/---

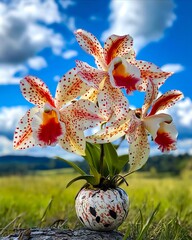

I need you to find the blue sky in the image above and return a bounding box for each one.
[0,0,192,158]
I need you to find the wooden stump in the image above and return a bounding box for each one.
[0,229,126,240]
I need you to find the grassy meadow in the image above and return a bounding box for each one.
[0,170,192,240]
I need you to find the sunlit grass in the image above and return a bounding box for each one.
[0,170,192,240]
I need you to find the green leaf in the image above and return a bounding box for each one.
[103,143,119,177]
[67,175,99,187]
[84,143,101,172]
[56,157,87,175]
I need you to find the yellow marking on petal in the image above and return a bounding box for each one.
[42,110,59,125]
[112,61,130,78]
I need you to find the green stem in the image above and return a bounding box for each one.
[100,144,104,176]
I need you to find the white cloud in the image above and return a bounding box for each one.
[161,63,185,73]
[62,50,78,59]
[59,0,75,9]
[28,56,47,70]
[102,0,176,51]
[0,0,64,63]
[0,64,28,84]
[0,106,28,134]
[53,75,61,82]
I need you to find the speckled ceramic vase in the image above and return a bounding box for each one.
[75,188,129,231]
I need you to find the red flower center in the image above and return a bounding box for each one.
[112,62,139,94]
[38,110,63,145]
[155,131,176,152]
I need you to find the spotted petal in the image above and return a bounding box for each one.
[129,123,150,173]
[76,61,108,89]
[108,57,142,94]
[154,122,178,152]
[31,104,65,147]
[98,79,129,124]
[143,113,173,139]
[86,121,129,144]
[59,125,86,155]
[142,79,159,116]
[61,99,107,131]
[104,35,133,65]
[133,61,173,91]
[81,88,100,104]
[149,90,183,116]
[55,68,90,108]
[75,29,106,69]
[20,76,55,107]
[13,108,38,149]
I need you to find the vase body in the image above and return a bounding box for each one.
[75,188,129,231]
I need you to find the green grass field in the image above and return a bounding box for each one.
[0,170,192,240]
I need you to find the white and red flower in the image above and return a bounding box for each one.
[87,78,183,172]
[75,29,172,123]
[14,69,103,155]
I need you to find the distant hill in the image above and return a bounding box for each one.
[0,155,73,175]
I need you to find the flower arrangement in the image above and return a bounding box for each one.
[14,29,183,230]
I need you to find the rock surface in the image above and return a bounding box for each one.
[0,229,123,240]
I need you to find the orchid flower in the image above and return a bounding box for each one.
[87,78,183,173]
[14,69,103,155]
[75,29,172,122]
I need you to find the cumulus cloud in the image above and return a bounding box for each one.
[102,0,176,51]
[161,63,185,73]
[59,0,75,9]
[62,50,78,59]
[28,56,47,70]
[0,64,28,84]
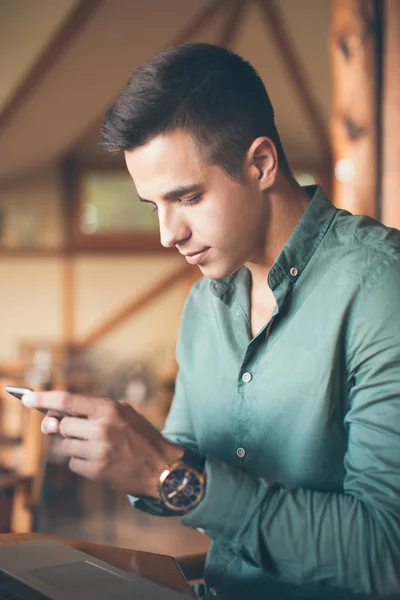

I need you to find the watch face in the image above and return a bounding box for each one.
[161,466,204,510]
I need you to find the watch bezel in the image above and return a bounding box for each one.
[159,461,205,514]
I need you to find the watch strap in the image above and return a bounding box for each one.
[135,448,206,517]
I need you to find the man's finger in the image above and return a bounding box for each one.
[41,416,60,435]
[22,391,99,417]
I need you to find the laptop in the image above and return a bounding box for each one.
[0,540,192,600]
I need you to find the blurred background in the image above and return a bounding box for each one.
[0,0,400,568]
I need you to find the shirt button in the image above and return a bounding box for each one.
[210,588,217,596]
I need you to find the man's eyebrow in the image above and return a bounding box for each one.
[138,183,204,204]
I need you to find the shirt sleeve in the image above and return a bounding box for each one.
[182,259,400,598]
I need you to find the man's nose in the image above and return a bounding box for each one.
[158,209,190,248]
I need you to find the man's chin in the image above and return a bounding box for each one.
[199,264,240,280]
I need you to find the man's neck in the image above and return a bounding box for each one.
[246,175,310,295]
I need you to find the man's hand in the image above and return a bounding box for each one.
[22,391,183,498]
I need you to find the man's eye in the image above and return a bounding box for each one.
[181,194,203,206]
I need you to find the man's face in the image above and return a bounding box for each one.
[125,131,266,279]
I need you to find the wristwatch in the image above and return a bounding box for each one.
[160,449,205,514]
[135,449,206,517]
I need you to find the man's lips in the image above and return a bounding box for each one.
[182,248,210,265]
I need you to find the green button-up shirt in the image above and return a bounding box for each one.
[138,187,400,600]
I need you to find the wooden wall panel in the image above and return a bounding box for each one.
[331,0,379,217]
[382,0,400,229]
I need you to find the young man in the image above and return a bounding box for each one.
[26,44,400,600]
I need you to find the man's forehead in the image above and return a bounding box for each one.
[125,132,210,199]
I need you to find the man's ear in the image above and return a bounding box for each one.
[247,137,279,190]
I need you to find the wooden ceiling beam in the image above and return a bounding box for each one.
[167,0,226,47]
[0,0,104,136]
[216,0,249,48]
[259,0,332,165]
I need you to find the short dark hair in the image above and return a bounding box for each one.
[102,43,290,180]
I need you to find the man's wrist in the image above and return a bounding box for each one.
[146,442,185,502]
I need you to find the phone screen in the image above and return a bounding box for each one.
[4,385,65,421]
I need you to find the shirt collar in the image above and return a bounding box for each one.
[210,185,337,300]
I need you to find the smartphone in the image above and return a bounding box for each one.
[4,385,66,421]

\---
/---

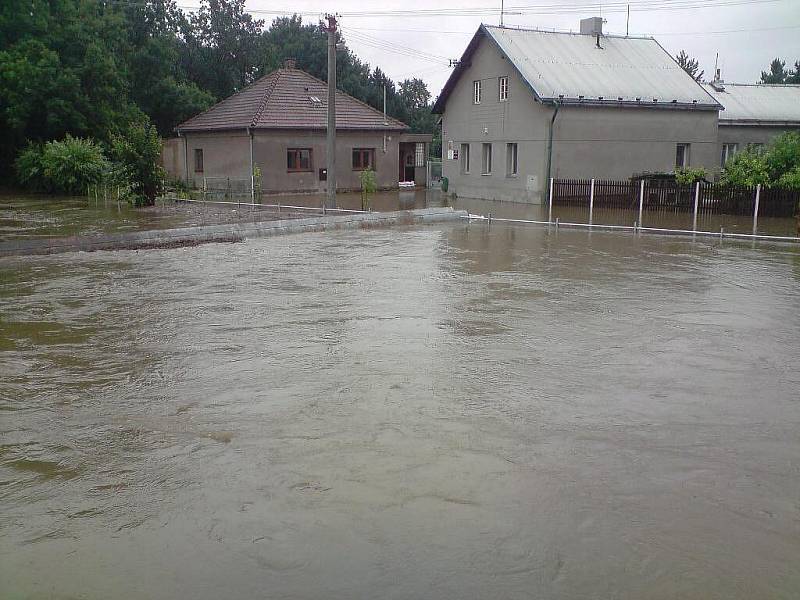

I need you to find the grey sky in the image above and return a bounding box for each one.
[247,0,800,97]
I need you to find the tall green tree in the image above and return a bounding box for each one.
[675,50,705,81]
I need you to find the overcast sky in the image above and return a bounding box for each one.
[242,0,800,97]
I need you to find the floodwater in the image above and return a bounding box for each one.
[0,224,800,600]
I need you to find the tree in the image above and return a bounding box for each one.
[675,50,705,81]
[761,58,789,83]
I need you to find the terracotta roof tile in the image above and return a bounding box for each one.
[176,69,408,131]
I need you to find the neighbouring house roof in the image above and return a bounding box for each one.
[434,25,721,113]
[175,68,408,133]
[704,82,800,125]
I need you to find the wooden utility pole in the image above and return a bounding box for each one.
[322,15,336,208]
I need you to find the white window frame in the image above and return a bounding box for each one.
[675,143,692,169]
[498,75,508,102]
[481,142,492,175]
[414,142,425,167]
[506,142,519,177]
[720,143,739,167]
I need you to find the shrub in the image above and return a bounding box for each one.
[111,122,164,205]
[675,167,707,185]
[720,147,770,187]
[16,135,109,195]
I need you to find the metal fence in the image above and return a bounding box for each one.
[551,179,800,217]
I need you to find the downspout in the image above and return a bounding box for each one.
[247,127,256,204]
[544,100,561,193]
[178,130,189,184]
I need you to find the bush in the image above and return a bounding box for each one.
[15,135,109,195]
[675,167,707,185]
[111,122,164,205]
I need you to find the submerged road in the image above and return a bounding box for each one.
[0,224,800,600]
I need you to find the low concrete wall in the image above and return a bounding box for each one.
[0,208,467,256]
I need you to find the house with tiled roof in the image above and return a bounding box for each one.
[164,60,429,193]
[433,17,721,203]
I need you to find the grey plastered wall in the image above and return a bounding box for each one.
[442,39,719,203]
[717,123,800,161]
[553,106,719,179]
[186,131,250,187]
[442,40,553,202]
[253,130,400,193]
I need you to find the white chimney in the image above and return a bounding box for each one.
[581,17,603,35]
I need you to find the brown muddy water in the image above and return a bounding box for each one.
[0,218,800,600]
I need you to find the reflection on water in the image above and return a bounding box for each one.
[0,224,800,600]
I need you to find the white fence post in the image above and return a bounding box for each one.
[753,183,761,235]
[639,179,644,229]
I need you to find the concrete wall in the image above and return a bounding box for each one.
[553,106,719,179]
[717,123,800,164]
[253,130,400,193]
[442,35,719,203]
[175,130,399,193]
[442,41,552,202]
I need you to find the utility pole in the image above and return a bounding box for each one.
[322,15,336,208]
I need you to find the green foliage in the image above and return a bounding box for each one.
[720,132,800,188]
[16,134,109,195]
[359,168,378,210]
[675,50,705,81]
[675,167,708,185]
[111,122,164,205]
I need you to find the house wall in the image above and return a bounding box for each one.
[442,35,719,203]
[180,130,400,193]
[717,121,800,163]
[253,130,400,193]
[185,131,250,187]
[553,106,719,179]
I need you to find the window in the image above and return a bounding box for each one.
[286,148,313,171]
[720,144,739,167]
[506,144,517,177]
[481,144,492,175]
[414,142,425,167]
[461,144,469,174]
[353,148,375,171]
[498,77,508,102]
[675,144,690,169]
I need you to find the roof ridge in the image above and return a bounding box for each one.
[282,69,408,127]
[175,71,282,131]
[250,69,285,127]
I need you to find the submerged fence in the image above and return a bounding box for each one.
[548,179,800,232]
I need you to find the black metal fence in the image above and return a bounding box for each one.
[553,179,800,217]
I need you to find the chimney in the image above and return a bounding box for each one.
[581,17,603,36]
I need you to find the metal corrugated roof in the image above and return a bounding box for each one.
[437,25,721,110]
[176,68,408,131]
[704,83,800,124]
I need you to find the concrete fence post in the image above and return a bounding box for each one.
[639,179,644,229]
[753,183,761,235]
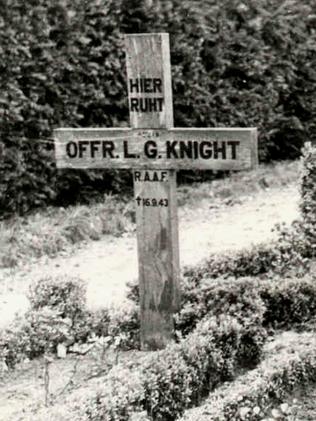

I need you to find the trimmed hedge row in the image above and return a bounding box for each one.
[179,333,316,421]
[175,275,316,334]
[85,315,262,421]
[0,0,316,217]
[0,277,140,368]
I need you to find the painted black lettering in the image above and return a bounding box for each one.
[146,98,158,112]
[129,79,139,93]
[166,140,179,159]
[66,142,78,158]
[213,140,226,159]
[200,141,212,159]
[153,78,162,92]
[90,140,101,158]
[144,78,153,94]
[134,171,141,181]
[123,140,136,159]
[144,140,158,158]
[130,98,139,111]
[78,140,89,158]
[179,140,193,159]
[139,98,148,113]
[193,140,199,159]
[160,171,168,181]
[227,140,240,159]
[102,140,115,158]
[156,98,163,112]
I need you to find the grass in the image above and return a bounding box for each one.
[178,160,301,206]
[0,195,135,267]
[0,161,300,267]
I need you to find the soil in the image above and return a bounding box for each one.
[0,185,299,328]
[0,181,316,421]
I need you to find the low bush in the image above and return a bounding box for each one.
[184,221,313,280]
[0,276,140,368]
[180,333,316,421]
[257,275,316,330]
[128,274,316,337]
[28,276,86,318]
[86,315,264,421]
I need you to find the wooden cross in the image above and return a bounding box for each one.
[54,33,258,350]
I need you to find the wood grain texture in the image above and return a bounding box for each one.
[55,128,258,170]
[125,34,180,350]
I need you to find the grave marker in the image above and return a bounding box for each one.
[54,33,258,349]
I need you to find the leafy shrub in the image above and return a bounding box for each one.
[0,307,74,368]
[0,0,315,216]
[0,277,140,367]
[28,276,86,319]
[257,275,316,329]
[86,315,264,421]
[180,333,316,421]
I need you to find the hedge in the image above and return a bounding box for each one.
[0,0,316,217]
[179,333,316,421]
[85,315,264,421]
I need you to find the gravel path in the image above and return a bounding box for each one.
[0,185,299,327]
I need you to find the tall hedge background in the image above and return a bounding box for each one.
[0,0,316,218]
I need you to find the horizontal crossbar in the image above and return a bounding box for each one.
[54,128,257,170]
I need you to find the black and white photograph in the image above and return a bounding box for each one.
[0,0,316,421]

\---
/---

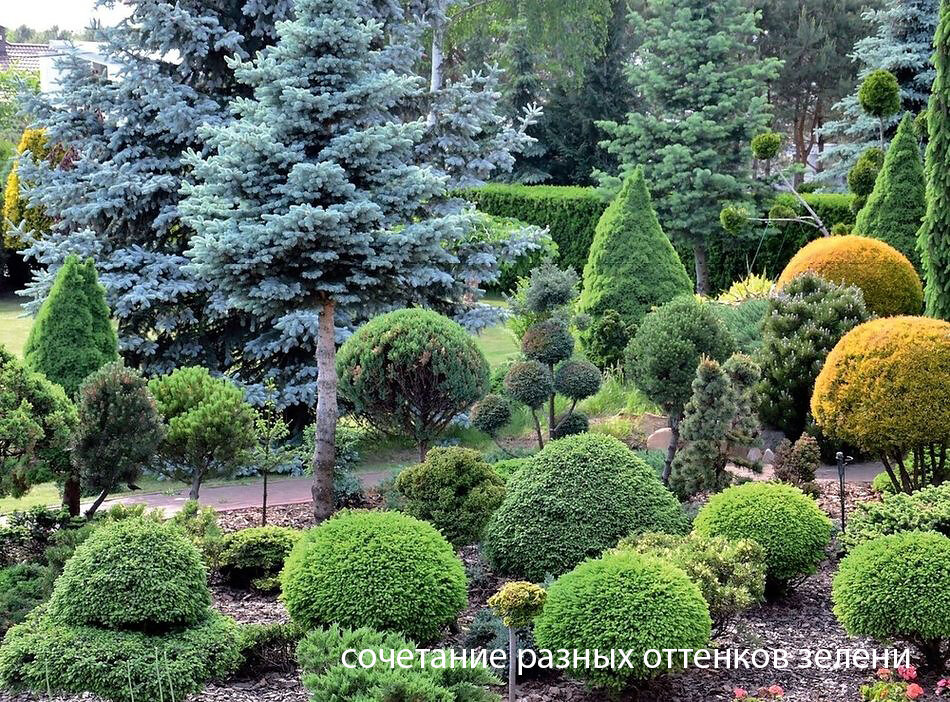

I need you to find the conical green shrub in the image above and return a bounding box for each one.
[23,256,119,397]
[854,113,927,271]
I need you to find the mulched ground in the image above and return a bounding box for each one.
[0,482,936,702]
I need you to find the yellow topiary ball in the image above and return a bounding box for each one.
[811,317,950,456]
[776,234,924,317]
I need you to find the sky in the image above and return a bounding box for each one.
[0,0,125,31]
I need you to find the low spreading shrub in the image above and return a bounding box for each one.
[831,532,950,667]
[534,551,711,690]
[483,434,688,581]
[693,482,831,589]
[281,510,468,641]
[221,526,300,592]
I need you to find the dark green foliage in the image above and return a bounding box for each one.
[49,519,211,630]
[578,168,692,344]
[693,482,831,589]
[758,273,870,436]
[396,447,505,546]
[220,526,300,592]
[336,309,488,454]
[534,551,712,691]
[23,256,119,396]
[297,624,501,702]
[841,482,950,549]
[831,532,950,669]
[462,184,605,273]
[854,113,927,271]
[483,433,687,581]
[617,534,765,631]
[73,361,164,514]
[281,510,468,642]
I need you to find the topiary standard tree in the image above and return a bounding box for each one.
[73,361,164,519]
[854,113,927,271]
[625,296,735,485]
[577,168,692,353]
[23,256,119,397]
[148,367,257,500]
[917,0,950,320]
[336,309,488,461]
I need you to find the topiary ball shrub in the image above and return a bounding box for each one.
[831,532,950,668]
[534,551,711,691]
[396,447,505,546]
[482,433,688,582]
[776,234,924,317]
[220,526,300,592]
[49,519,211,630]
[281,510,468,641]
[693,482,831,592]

\---

TO BE DONE: Can you render the part of the listing that begins at the line containing "I need you to find the tree" and stops after the line containing "[176,69,408,131]" as a numbered list, leaving out any blank lines?

EXERCISE ANSWER:
1. I need you to find the tree in the image above and return a bounding box for each one.
2. [675,50,705,81]
3. [761,58,789,83]
4. I need you to find the terracotta roof tile in the image above and return a bounding box for each one.
5. [176,69,408,131]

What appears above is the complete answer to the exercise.